Direction A
Please write out the Eurovision passage from "Russia, on the" to "competing this year.".
Direction B
According to the Eurovision passage, what song won the contest for Ukraine in 2016?

====== Excerpted passage ======

Russia, on the other hand, is nowhere in sight. A day after Vladimir Putin’s troops invaded Ukraine, Eurovision banned Russia from competing this year.

The Eurovision song contest began in 1956, but Russia and Ukraine began to compete only after the end of the Cold War, in 1994 and 2003 respectively. Over the past decade and a half, their fraught relationship has frequently seeped into Eurovision. Ukraine’s entries, in particular, have been ripe with politics, said Vaughan Staples, the president of the UK chapter of OGAE, an international Eurovision fan club. “Russia has lots of avenues to showcase their prominence: the Olympics, say, or football,” said Staples, who has attended every Eurovision final since 2013. “Ukraine doesn’t often have those. Eurovision is the one venue where it can showcase a message.”

Here, then, is a chronology of Russia-Ukraine relations over the past 15-odd years, as exemplified by the politics of Eurovision songs:

2005Having made its Eurovision debut in 2003 and won the title the very next year, Ukraine fared poorly in 2005. But its song, a Ukrainian hip-hop anthem that translated into “Together we are many,” was originally written about the country’s contested 2004 presidential election. A Russian-backed candidate, Viktor Yanukovych, had first claimed victory, triggering the protests of the Orange Revolution and then a second round of voting, in which Yanukovych lost to the pro-European Viktor Yuschenko. To scrub the song clean of overt political references, as required by Eurovision, the band GreenJolly had to take out lines that mentioned Yuschenko directly. “Ever since that time,” Staples said, “there has been a move in that political direction. This is not a new thing.”

2007In the final, the singer Verka Serduchka placed second with a song called “Dancing Lasha Tumbai.” Serduchka had maintained that the words “Lasha Tumbai” were Mongolian for “whipped cream,” but that turned out to be a ploy to smuggle some politics into the song. Not only does Mongolian have no such phrase, but the words also sounded remarkably like the Ukrainian for “Russia Goodbye.”

2014Russia annexed Crimea in the early spring of 2014, perhaps too late for Ukraine to send in a politically charged anthem by the mid-March submission deadline that year. But Staples, who went to the final, recalled plenty of booing for the Russian act called the Tolmachevy Sisters. (They ended up placing 7th, just a spot below Ukraine.) It wasn’t that the viewers didn’t appreciate the Russian song, Staples said. The booing was sparked by a Russian law criminalizing “gay propaganda,” passed in 2013. “The audience was very LGBTQ-friendly, very inclusive,” Staples said.  “The hostility towards Russia was very loud.”

2016In 2015, Ukraine didn’t take part in Eurovision. “We don’t want to do something badly, and we don’t have the money to do something well,” a representative from the state broadcaster told the BBC that year. In 2016, though, Ukraine came thundering back, winning the contest outright with a slow, mournful song called “1944.” It couldn’t have been a more pointed entry. The singer, Jamala, told the story of her great-grandmother’s deportation from Crimea, part of an ethnic cleansing of the peninsula ordered by Joseph Stalin in 1944. A furious Russia threatened to boycott the contest. If politics infiltrated Eurovision, a Russian foreign ministry spokesperson wrote on her Facebook wall, the next winner could well be the ongoing war in Syria—a country that doesn’t participate in Eurovision, but that was accused of benefiting from Russian aid in its attacks on its citizens. Sardonically, the spokesperson suggested lyrics to the song: “Assad blood, Assad worst. Give me prize, that we can host.”

====== Information supplied ======

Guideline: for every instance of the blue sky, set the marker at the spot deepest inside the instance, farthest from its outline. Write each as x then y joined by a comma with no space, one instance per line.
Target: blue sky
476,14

======

Full output A
Russia, on the other hand, is nowhere in sight. A day after Vladimir Putin’s troops invaded Ukraine, Eurovision banned Russia from competing this year.

Full output B
"1944," sung by Jamala.